WHAT IS BEING ASKED | Extract the final stretch of the data: the line that contains "of the blue" and every line after it, unaltered, and no other lines.

PROVIDED MATERIAL |

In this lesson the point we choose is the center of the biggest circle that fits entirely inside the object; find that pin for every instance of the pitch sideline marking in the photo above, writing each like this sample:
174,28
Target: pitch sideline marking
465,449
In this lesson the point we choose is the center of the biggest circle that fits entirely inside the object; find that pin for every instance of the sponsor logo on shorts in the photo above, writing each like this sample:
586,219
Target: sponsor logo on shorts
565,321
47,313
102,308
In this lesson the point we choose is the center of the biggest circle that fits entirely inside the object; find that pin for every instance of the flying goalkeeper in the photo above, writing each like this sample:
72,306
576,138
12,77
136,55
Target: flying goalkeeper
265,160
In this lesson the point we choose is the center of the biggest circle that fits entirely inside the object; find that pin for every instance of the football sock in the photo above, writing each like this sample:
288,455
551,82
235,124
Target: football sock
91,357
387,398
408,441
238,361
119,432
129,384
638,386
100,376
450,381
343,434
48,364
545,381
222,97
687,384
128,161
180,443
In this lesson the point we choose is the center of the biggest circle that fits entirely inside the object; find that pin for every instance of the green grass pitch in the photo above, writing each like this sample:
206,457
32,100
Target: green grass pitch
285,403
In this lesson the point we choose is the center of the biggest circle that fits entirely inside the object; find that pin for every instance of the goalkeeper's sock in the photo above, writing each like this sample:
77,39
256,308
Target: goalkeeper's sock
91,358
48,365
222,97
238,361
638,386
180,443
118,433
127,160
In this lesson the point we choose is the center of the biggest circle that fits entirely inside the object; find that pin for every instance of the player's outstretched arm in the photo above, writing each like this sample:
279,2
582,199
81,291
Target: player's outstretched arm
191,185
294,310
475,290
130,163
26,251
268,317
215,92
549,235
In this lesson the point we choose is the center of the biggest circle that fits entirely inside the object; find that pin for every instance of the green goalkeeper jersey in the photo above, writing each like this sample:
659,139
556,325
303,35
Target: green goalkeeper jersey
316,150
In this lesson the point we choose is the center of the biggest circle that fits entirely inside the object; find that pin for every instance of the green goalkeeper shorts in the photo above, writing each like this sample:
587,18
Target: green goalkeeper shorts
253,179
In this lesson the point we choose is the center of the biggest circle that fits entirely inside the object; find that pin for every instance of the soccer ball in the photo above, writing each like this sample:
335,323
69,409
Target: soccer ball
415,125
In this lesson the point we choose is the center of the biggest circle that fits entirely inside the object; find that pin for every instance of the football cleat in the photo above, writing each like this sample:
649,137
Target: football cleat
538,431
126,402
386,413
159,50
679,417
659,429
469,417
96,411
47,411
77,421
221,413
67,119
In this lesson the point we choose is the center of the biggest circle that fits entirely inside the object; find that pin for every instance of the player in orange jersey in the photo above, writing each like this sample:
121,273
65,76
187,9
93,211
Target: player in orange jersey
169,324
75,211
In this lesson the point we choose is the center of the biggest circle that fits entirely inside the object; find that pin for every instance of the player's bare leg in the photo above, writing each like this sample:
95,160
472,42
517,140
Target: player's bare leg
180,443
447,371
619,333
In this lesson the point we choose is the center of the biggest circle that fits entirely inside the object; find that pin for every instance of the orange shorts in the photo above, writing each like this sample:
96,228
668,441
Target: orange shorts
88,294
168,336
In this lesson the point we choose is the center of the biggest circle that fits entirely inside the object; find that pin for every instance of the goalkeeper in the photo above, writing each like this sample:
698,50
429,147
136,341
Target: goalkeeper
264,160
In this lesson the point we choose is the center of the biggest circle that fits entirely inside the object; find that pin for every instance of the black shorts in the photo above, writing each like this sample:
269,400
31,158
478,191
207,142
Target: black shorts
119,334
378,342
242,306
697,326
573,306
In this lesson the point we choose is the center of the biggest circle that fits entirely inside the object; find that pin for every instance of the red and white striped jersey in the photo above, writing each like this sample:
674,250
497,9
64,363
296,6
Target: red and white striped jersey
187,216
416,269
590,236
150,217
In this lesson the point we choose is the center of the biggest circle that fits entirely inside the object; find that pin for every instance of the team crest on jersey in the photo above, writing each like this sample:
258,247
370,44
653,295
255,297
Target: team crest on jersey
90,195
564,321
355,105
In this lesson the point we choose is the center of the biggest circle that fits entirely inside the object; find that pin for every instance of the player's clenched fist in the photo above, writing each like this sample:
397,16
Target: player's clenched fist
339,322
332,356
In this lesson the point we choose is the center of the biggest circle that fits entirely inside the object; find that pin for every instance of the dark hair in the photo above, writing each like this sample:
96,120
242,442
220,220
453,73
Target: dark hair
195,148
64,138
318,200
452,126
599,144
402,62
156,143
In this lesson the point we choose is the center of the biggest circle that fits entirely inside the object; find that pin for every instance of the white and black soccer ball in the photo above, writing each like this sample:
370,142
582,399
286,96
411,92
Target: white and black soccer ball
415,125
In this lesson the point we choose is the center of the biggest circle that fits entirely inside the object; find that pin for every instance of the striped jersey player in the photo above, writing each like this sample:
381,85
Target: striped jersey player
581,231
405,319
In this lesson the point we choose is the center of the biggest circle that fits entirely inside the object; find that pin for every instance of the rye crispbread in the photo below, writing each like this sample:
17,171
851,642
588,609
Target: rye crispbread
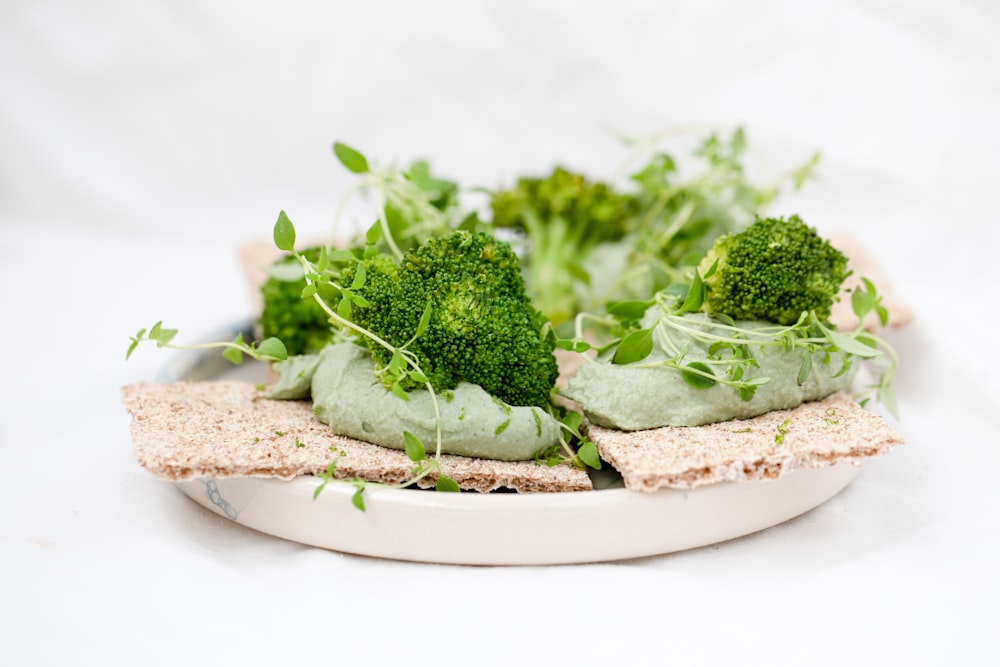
833,430
187,430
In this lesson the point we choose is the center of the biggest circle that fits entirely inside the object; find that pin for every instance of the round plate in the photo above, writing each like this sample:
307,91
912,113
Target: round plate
498,528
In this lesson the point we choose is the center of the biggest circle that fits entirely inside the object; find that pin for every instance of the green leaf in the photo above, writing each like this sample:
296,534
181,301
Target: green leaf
135,344
396,362
589,455
350,158
629,310
447,484
425,320
359,277
805,368
398,391
233,354
691,375
284,233
695,296
572,420
373,234
636,346
273,348
160,335
414,448
344,307
358,499
324,260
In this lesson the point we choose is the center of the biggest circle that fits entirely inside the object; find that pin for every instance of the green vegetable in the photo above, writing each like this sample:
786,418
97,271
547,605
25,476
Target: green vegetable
301,324
481,327
588,243
775,270
562,217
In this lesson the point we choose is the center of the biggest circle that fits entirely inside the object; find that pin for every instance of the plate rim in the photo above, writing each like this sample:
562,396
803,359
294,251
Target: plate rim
522,531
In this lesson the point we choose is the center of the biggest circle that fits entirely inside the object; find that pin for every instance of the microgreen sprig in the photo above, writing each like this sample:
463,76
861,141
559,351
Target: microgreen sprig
403,363
405,211
269,349
637,327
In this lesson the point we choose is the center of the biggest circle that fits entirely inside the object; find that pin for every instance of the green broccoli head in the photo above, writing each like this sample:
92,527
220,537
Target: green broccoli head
593,211
482,328
773,270
299,323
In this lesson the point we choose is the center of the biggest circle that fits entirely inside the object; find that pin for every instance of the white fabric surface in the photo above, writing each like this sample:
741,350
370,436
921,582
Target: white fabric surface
141,142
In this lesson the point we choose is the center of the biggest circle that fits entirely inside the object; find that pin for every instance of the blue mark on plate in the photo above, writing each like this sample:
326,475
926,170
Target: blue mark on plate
215,496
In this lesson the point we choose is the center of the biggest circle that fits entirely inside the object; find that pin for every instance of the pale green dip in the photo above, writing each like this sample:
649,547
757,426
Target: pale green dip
629,398
352,400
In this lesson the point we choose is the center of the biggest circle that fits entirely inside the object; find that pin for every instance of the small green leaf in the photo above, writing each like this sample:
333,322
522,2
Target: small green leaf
135,343
572,421
284,233
414,448
399,392
695,296
358,499
425,319
344,307
396,362
589,455
324,260
359,277
805,368
447,484
162,336
233,354
273,348
691,375
350,158
629,310
636,346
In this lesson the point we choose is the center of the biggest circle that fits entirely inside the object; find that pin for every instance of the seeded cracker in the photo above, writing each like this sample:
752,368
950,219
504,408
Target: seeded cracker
188,430
813,435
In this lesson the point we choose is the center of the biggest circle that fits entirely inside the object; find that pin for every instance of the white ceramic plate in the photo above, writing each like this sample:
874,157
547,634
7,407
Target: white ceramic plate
500,528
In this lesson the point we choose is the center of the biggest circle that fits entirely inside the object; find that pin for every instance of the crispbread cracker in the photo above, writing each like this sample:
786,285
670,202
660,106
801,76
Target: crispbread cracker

THE REPLY |
In this lesson the point we choose is the center of the biggest circle that fits entirely inside the object; find that pin for every instance of the blue mark on plate in the photo above, writing each like this sample:
326,475
926,170
Target: blue mark on plate
215,496
In this lesson the point we choose is the center of the biggest circle that fits entirely inside the object; find that pin for every instance of the pale green dip in the photo above, writing each like this sample:
649,547
757,426
Target: pale green dip
629,398
352,400
In this lesson the point we choose is the center of the biggest circle that fits entirely inside the object; find that pin for every instance of the small green leaf in the photo above, writing each like this sample:
333,322
522,2
Target: small green leaf
135,343
572,421
284,233
414,448
399,392
695,296
358,499
425,319
344,307
396,362
589,455
324,260
359,277
805,368
447,484
162,336
233,354
273,348
691,375
350,158
629,310
636,346
In this lesson the point we choose is the center of the biggest circle that fits entirely inside the object; find that pin for every instance of the seeded cracker in the photo above, writing each like this sample:
752,368
950,219
504,408
Target: seeded cracker
188,430
813,435
In this lesson the point we choose is the center of the biggest circle that fits entirely inside the object; find that pin for every instance of the white ceramic plate in the photo above, writing each like this sample:
874,157
547,634
7,407
Target: white ceramic plate
500,528
In this lesson the point we choose is the center of the biggest circle that fits entirely inside the object; find that pin for every instance of the crispbread cracker in the photo above, writing each like this sample:
786,285
670,202
660,106
801,76
Target: crispbread cracker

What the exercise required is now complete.